>> begin
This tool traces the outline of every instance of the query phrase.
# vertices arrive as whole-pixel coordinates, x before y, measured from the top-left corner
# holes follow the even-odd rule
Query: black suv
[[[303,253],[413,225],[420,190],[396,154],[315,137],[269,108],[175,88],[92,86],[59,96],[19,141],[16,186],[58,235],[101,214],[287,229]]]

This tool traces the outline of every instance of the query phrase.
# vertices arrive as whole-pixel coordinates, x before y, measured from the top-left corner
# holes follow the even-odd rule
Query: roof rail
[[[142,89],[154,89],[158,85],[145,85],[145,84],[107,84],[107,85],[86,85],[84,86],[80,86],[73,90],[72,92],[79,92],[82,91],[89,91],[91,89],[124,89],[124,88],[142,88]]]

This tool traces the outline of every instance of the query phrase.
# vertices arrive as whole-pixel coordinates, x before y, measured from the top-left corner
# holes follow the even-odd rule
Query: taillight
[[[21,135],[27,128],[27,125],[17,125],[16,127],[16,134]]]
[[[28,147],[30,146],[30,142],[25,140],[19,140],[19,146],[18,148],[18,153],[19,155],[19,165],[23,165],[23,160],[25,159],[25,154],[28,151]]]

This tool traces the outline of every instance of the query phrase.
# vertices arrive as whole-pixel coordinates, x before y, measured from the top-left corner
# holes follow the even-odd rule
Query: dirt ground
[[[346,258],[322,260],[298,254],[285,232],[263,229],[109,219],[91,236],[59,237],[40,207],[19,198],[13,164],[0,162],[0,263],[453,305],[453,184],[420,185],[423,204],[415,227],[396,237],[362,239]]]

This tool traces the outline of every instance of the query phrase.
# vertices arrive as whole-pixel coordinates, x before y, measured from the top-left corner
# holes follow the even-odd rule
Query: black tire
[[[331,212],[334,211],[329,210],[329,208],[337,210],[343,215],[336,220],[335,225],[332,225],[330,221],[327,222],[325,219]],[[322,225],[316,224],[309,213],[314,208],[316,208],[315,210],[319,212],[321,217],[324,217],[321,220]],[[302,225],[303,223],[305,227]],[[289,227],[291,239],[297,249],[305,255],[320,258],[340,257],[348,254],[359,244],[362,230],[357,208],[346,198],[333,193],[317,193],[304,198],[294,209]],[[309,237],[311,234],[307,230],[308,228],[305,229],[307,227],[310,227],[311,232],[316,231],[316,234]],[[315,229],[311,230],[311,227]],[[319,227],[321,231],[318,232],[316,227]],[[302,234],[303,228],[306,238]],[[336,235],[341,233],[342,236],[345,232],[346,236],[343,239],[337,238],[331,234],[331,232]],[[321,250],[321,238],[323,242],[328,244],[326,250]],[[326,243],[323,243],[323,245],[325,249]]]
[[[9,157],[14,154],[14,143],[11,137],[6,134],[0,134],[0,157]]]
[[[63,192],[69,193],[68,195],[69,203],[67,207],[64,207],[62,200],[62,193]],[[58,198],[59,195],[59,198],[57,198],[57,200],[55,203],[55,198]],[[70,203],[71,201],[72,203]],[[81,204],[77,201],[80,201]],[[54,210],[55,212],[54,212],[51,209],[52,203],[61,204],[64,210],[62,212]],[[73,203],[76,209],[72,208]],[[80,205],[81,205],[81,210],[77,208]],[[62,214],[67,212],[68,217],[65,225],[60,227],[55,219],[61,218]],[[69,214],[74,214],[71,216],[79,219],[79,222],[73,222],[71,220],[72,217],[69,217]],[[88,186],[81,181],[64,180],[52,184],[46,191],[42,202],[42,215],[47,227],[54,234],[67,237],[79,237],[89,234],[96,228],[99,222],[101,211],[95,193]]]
>> end
Exercise goal: Rewrite all the rows above as a JSON list of strings, with one string for each line and the blank lines left out.

Right answer:
[
  "This tool traces the outline of every instance of the query phrase.",
  "# vertices arrive as whole-pixel coordinates, x before y, measured from the top-left corner",
  "# holes follow the even-odd rule",
  "Query: black suv",
  "[[[303,253],[413,225],[420,190],[396,154],[315,137],[269,108],[175,88],[92,86],[59,96],[19,141],[16,186],[58,235],[101,214],[287,229]]]",
  "This tool traces the outline of every instance of the query phrase.",
  "# vertices arrive as whole-pixel coordinates, x before y, measured from the top-left corner",
  "# holes follow the even-odd rule",
  "Query: roof rail",
  "[[[142,89],[154,89],[158,85],[145,85],[145,84],[107,84],[107,85],[86,85],[84,86],[80,86],[73,90],[72,92],[79,92],[82,91],[89,91],[91,89],[124,89],[124,88],[142,88]]]",
  "This tool traces the outline of every instance of the query phrase.",
  "# vertices arrive as whole-pixel coordinates, x before y, measured from the top-left corner",
  "# holes follow the even-odd rule",
  "Query: taillight",
  "[[[21,135],[27,128],[27,125],[17,125],[16,127],[16,134]]]",
  "[[[28,147],[30,146],[30,142],[25,140],[19,140],[19,146],[18,148],[18,153],[19,155],[19,165],[23,165],[23,160],[25,159],[25,154],[28,151]]]",
  "This tool traces the outline of every instance of the query phrase.",
  "# vertices arrive as whole-pixel coordinates, x before y, measured from the top-left corner",
  "# holes follow the even-odd rule",
  "Query: dirt ground",
  "[[[346,258],[322,260],[298,254],[285,232],[263,229],[109,219],[91,236],[59,237],[40,207],[19,198],[13,164],[0,162],[0,263],[453,305],[453,184],[420,185],[423,204],[415,227],[396,237],[362,239]]]",
  "This tool traces the outline of every instance of the query phrase.",
  "# vertices arrive as whole-pixel coordinates, x before y, measured from the top-left corner",
  "# holes follow the even-odd rule",
  "Query: black tire",
  "[[[331,212],[334,211],[329,210],[329,208],[337,210],[343,215],[336,220],[335,225],[332,225],[330,221],[327,222],[325,219]],[[322,225],[316,224],[309,213],[314,208],[316,208],[315,210],[319,212],[321,217],[324,217],[321,220]],[[302,225],[303,223],[305,227]],[[289,227],[291,239],[297,249],[305,255],[320,258],[340,257],[348,254],[359,244],[362,230],[357,208],[346,198],[333,193],[317,193],[304,198],[294,209]],[[309,237],[311,234],[307,230],[308,228],[305,229],[307,227],[310,227],[311,232],[316,231],[316,234]],[[315,229],[311,230],[311,227]],[[319,227],[321,231],[318,232],[316,227]],[[302,234],[303,228],[306,238]],[[336,235],[341,233],[342,236],[345,232],[346,236],[343,239],[337,238],[331,234],[331,232]],[[321,250],[321,238],[323,242],[328,244],[326,250]],[[326,243],[323,243],[323,245],[325,249]]]",
  "[[[9,157],[14,154],[14,143],[11,137],[6,134],[0,134],[0,157]]]",
  "[[[63,192],[69,193],[68,195],[69,203],[67,207],[64,207],[62,200],[62,193]],[[58,198],[59,195],[59,198],[57,198],[57,200],[55,203],[55,198]],[[70,203],[71,201],[72,203]],[[81,204],[77,201],[80,201]],[[54,210],[55,212],[54,212],[51,209],[52,203],[61,204],[64,210],[62,212]],[[73,203],[76,209],[72,208]],[[80,205],[81,205],[81,210],[77,208]],[[62,214],[67,212],[68,217],[65,225],[60,227],[55,219],[61,218]],[[69,214],[74,214],[71,216],[79,219],[79,222],[73,222],[71,220],[72,217],[69,217]],[[88,186],[81,181],[64,180],[52,184],[46,191],[42,202],[42,215],[47,227],[54,234],[67,237],[79,237],[89,234],[96,228],[99,222],[101,211],[95,193]]]"
]